§ Énoncé du problème 1:
Reproduisez intégralement et à l'identique le texte sur les libertés des communautés chrétiennes et arméniennes.
§ Énoncé du problème 2:
Recopiez à l'identique, dans les enregistrements, la portion allant de la ligne qui contient « y=23, one point per instance. » jusqu'à la fin des enregistrements, bornes incluses.

§ Texte sélectionné:
══════

Depuis le début de la révolution, les chrétiens jouissent ainsi de libertés que leur jalousent parfois les musulmans. Dans les lieux “ publics ” qui leur sont réservés (on peut parler de lieux communautaires), les femmes et les hommes se mélangent et les femmes sont autorisées à ne pas porter de hejab. Les chrétiens sont également autorisés à fabriquer de l’alcool et à en consommer, s’ils n’en vendent pas aux musulmans.

Les Arméniens ont par ailleurs pu conserver la plupart de leurs institutions communautaires, leur journal, Alik écrit en Arménien et leurs associations (une quinzaine dans la capitale, dont la plus connue est Ararat, avec 2 000 adhérents, un centre à Téhéran, un à Isfahan, un à Tabriz ; les activités sportives et culturelles d’Ararat en font l’un des centres de la vie communautaire des Arméniens) dont nous analyserons plus loin la gestion.

══════

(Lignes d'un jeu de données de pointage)
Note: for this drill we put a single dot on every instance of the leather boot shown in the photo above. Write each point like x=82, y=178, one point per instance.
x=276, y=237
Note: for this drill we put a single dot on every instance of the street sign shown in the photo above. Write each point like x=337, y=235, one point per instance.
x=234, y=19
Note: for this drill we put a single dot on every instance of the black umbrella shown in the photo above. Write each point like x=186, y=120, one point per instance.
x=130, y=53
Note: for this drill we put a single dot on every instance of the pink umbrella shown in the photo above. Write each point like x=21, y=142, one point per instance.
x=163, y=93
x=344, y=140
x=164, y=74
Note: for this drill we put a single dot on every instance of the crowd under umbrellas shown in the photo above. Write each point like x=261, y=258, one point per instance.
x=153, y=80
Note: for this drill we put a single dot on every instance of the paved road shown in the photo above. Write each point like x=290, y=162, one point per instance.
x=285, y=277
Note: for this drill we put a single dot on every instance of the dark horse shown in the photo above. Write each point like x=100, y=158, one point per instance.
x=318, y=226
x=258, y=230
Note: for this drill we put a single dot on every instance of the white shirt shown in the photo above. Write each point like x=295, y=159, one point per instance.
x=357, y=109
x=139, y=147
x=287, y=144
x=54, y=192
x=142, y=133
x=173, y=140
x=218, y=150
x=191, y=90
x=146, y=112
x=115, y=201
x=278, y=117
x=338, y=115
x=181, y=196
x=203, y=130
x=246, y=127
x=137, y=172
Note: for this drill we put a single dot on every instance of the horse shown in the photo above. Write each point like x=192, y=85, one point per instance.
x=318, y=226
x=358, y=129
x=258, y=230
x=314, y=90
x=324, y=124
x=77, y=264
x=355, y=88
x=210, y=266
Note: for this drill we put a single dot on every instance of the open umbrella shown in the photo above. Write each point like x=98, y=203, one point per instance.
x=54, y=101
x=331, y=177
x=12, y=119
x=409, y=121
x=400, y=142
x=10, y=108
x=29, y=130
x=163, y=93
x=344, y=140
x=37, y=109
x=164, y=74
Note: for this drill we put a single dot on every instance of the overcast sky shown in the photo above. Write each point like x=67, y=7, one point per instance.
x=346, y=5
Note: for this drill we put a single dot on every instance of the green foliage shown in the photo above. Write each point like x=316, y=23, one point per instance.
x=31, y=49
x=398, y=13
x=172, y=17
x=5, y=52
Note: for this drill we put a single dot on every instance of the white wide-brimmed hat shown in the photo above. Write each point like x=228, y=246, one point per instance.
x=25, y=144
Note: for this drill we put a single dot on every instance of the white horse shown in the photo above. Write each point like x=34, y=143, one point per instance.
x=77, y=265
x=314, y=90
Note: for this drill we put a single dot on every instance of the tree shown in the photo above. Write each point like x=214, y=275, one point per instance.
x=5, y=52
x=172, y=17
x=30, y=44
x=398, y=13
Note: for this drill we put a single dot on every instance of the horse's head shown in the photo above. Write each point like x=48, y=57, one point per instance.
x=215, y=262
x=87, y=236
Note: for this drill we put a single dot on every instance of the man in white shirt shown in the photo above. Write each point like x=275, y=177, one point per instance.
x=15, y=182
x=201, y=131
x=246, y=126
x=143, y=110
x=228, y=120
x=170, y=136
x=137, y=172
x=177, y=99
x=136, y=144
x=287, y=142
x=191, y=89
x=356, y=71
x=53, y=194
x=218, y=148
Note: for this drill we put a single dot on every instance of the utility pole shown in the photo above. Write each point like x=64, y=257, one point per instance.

══════

§ Réponse finale 1:
Depuis le début de la révolution, les chrétiens jouissent ainsi de libertés que leur jalousent parfois les musulmans. Dans les lieux “ publics ” qui leur sont réservés (on peut parler de lieux communautaires), les femmes et les hommes se mélangent et les femmes sont autorisées à ne pas porter de hejab. Les chrétiens sont également autorisés à fabriquer de l’alcool et à en consommer, s’ils n’en vendent pas aux musulmans.

Les Arméniens ont par ailleurs pu conserver la plupart de leurs institutions communautaires, leur journal, Alik écrit en Arménien et leurs associations (une quinzaine dans la capitale, dont la plus connue est Ararat, avec 2 000 adhérents, un centre à Téhéran, un à Isfahan, un à Tabriz ; les activités sportives et culturelles d’Ararat en font l’un des centres de la vie communautaire des Arméniens) dont nous analyserons plus loin la gestion.

§ Réponse finale 2:
Note: for this drill we put a single dot on every instance of the green foliage shown in the photo above. Write each point like x=316, y=23, one point per instance.
x=31, y=49
x=398, y=13
x=172, y=17
x=5, y=52
Note: for this drill we put a single dot on every instance of the white wide-brimmed hat shown in the photo above. Write each point like x=228, y=246, one point per instance.
x=25, y=144
Note: for this drill we put a single dot on every instance of the white horse shown in the photo above. Write each point like x=34, y=143, one point per instance.
x=77, y=265
x=314, y=90
Note: for this drill we put a single dot on every instance of the tree shown in the photo above. Write each point like x=214, y=275, one point per instance.
x=5, y=52
x=172, y=17
x=30, y=44
x=398, y=13
Note: for this drill we put a single dot on every instance of the horse's head shown in the photo above. Write each point like x=48, y=57, one point per instance.
x=215, y=262
x=87, y=236
Note: for this drill we put a single dot on every instance of the man in white shirt shown in the photo above. Write each point like x=275, y=177, one point per instance.
x=15, y=182
x=201, y=131
x=246, y=126
x=143, y=110
x=228, y=120
x=170, y=136
x=137, y=172
x=177, y=99
x=136, y=144
x=287, y=142
x=191, y=89
x=356, y=71
x=53, y=194
x=218, y=148
Note: for this drill we put a single dot on every instance of the utility pole shown in the photo above. Write each point like x=64, y=257, one point per instance.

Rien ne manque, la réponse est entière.